Written task => Transcribe word for word the part of the data below that opens with the line containing "Rules: pick out each instance of the recessed" and closes with the line containing "[[333, 98]]". Include both of those lines.
═════ Exercise materials
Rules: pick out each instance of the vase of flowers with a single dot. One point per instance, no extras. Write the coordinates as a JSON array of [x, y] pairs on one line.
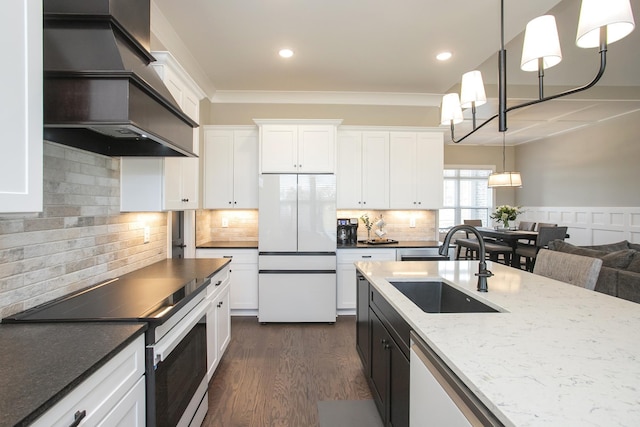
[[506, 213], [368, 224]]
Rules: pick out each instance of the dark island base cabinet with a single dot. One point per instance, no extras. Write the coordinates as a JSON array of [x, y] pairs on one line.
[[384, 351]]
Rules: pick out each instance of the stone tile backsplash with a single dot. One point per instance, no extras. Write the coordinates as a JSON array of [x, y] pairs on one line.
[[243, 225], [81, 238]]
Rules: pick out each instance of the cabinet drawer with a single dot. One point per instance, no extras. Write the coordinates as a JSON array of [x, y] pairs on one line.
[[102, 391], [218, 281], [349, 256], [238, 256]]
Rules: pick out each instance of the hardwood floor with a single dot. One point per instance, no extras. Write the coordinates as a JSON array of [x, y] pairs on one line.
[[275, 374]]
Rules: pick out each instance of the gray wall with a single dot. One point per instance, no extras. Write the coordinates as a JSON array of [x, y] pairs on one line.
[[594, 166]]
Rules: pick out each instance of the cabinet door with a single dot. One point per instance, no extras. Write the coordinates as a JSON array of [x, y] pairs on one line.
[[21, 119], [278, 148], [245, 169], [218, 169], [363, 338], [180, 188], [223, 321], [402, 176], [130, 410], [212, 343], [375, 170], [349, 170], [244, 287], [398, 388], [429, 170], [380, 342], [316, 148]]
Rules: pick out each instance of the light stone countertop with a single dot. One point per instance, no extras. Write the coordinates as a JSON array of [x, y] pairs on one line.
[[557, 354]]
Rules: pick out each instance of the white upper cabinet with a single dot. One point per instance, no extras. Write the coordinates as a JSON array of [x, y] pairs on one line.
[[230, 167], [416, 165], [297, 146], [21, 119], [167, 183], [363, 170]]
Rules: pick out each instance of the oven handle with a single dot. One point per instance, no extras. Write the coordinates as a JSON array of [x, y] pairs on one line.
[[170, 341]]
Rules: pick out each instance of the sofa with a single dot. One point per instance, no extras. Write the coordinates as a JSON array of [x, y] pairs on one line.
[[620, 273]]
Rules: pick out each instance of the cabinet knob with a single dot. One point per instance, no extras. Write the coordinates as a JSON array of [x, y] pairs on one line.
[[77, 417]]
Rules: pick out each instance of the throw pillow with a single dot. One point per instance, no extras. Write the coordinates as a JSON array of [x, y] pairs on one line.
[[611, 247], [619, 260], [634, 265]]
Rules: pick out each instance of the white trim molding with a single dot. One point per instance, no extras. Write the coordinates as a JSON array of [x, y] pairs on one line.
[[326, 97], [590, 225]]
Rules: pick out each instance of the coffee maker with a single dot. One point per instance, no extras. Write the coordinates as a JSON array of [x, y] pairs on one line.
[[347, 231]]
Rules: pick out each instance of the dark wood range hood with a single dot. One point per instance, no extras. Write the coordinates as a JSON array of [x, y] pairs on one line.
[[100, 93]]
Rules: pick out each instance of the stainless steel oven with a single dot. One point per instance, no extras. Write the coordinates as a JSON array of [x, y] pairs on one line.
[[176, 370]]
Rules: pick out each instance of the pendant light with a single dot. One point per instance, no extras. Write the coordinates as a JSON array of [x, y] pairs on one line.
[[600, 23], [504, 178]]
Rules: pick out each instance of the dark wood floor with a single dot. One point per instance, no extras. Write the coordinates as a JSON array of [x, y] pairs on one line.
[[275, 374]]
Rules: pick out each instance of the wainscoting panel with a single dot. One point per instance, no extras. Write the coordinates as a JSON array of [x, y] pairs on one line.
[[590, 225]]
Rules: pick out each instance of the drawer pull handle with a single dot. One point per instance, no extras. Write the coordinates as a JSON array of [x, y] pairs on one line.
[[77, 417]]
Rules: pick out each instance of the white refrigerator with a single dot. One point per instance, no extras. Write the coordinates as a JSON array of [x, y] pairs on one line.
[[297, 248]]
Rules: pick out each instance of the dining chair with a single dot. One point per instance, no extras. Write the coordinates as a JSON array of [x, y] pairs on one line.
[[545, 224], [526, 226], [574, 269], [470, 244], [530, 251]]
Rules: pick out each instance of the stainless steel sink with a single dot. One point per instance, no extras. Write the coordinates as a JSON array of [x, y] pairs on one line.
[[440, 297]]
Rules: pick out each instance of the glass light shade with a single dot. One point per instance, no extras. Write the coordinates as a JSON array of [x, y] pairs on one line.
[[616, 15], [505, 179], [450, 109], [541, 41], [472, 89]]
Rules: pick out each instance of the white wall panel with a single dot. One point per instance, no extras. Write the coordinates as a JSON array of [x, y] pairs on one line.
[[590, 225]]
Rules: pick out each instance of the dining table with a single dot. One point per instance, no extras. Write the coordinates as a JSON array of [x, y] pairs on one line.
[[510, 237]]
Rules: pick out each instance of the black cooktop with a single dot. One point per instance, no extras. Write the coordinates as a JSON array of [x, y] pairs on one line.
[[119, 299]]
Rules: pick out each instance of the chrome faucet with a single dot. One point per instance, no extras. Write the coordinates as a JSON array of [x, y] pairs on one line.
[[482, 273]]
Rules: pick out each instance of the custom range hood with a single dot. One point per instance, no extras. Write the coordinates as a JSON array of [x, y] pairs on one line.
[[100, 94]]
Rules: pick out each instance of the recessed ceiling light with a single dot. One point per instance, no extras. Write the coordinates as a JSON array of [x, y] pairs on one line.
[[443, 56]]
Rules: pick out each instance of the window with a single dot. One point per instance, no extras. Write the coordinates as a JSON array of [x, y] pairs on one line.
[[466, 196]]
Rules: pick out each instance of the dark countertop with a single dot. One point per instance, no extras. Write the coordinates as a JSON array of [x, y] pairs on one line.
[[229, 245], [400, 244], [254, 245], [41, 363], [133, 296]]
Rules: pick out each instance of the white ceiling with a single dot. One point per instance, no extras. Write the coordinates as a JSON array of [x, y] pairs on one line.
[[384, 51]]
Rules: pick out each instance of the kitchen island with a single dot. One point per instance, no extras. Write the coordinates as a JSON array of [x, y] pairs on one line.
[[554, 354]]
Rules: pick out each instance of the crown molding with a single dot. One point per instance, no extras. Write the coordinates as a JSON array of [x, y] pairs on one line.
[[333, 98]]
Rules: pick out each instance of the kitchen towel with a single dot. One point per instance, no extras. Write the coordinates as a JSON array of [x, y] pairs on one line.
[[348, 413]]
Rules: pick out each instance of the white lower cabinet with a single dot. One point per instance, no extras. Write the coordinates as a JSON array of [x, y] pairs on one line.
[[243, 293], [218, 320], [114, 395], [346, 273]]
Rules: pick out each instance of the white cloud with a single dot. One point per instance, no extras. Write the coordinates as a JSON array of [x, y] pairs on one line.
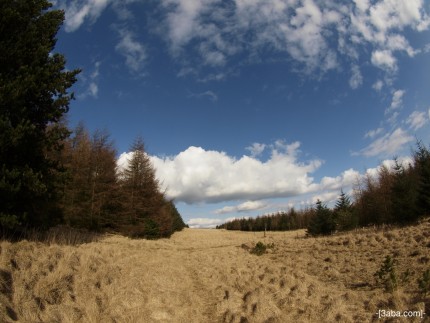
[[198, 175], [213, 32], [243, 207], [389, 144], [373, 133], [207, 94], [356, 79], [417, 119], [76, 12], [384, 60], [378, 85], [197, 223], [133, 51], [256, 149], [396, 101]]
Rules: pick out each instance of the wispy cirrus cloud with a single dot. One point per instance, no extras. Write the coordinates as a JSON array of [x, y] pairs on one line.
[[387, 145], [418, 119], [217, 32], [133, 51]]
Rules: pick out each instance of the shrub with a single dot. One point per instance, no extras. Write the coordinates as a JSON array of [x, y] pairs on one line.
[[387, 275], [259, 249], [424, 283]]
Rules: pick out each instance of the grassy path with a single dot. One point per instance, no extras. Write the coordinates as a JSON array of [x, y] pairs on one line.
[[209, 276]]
══════════
═════ Exercise materials
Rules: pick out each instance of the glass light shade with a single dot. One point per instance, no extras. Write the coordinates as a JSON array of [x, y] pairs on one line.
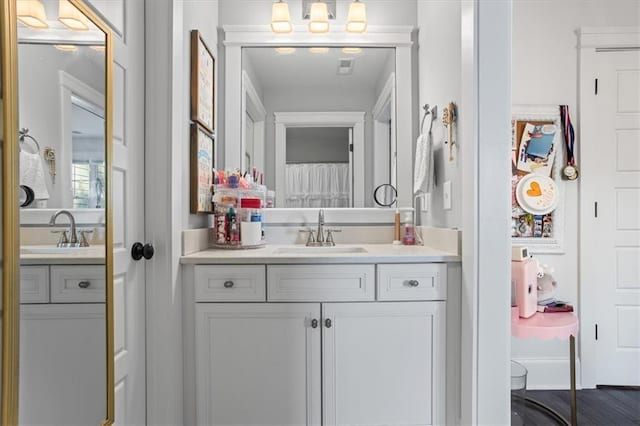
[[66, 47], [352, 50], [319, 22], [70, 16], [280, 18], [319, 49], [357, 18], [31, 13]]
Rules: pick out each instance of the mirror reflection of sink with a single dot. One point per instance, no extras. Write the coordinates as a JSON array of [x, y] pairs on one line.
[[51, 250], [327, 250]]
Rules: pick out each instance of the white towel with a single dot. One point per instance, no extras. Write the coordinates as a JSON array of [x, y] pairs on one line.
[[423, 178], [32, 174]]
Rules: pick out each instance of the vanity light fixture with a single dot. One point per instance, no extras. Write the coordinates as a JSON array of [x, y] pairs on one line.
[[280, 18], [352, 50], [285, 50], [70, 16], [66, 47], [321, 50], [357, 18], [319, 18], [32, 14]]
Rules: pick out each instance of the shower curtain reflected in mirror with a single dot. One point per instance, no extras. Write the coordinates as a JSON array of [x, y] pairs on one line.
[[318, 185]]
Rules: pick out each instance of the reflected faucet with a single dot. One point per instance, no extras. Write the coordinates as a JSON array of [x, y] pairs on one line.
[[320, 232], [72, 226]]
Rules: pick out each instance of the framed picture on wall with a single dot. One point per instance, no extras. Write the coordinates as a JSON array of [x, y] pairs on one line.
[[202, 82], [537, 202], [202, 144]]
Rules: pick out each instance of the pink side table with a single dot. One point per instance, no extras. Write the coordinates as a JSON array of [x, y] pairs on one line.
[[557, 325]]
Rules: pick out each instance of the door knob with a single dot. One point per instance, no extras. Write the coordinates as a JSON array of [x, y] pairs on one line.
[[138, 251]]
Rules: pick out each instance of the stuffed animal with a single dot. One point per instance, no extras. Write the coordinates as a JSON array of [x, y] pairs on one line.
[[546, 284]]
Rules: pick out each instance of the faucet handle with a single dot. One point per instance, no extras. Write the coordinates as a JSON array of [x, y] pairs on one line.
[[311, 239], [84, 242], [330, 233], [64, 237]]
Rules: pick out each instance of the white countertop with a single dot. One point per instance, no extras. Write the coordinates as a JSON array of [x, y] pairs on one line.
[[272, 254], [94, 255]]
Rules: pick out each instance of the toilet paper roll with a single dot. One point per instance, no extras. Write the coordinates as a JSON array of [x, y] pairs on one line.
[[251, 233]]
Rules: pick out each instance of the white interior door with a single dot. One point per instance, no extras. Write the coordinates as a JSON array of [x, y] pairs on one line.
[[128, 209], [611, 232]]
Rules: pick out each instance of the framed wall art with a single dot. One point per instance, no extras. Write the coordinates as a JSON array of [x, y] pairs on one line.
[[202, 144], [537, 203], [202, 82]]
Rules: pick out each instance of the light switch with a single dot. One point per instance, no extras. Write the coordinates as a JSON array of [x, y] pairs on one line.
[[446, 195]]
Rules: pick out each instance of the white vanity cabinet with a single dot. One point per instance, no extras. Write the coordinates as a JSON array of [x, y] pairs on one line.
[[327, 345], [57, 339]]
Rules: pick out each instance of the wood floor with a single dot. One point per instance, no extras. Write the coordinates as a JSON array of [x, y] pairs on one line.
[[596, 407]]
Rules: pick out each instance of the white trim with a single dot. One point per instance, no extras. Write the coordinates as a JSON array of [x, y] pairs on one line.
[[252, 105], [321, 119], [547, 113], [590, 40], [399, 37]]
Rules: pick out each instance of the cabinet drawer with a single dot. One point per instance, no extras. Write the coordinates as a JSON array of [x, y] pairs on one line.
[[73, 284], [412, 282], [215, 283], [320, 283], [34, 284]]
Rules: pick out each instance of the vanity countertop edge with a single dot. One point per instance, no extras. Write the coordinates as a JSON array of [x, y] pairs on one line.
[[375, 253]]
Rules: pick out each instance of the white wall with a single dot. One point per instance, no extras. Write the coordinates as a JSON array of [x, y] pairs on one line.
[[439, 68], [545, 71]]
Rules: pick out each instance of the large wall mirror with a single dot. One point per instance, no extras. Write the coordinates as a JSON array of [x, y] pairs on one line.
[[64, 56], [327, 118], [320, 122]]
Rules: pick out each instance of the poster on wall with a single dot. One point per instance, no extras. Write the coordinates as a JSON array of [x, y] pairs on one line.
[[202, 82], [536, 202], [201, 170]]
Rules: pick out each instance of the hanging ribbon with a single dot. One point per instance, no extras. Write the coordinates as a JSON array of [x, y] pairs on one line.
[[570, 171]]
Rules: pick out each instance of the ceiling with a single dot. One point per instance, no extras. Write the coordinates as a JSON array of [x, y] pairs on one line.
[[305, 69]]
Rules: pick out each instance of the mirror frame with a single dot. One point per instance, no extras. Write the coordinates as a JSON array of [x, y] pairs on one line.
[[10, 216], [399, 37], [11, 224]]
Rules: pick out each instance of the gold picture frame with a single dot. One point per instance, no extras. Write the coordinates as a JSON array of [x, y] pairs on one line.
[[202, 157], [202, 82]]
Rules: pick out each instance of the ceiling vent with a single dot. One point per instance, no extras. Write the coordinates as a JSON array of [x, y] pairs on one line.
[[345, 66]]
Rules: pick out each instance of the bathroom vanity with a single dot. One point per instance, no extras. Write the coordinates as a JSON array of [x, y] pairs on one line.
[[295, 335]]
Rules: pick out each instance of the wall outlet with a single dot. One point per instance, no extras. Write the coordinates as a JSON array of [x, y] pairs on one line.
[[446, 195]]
══════════
Output of the task =>
Rules: pick out each instance of the recessed ceiling light with a single dot. One point per instance, no extras. Write the coordinates as a JSON array of [x, y] pairs on one line.
[[443, 56]]
Rules: pick out each instance of the window with a single dot. One point per instance, no extras. Write the coordinates as a JSON array of [x, y] pairs on one line.
[[466, 196]]
Rules: pick out each instance of the dark countertop with a single dot. One point per instance, no extras. Write the coordinates as a JSON array of [x, y] pairs on one line.
[[229, 245], [400, 244], [254, 245], [41, 363], [133, 296]]
Rules: pick out each instance of the white ceiling with a single dot. One point per instance, no extras. Write the coordinates as a JSON array of [x, y] pairs on one line.
[[384, 51]]
Rules: pick out each instance of the kitchen island with a single dot. One point per instance, no extras. Write the coordinates as a JSON array of [x, y] pairs on one line.
[[554, 354]]
Rules: pick out each instance of the crown molding with a single dot. One point per instance, no extras. Write the coordinates as a JSON array of [x, y] pairs on one line.
[[333, 98]]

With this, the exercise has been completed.